=== EXTRACTED ENTRIES ===

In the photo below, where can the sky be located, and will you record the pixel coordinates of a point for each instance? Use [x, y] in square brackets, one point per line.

===
=== EXTRACTED ENTRIES ===

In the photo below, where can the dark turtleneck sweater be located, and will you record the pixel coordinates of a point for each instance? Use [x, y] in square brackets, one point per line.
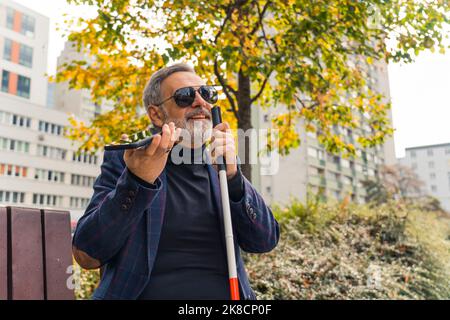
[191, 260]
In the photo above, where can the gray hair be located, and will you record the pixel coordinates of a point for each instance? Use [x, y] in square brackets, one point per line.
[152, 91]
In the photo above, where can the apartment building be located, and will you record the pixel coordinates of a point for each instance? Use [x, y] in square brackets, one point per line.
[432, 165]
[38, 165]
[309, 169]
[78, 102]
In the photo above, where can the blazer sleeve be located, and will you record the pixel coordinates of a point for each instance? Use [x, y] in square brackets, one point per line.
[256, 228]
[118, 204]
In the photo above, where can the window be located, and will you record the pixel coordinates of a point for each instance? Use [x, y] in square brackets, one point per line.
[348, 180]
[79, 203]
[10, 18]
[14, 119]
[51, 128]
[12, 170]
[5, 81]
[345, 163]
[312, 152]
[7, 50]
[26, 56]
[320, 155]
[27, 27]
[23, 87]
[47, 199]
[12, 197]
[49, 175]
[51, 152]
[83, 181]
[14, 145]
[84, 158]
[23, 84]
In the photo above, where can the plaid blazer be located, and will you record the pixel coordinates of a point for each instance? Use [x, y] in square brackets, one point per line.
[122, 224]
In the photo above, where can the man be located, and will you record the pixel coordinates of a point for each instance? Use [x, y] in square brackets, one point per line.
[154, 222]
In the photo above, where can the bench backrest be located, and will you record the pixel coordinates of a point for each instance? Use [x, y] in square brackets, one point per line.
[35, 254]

===
=== EXTRACTED ENTRIES ===

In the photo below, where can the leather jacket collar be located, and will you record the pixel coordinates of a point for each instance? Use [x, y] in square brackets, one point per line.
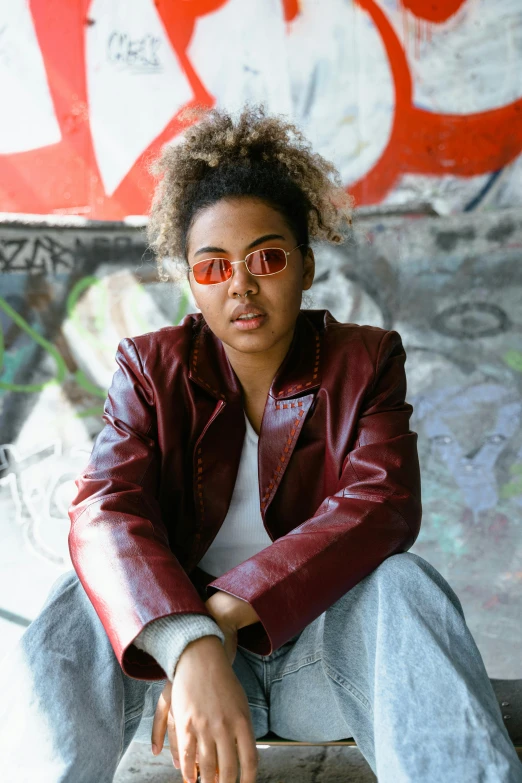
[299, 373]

===

● WHAT YOU ARE ASKED TO DO: Please count the lines of the records above that contain the word "blazer", and reply with the number alone.

● SOLUTION TO THE EXERCISE: 2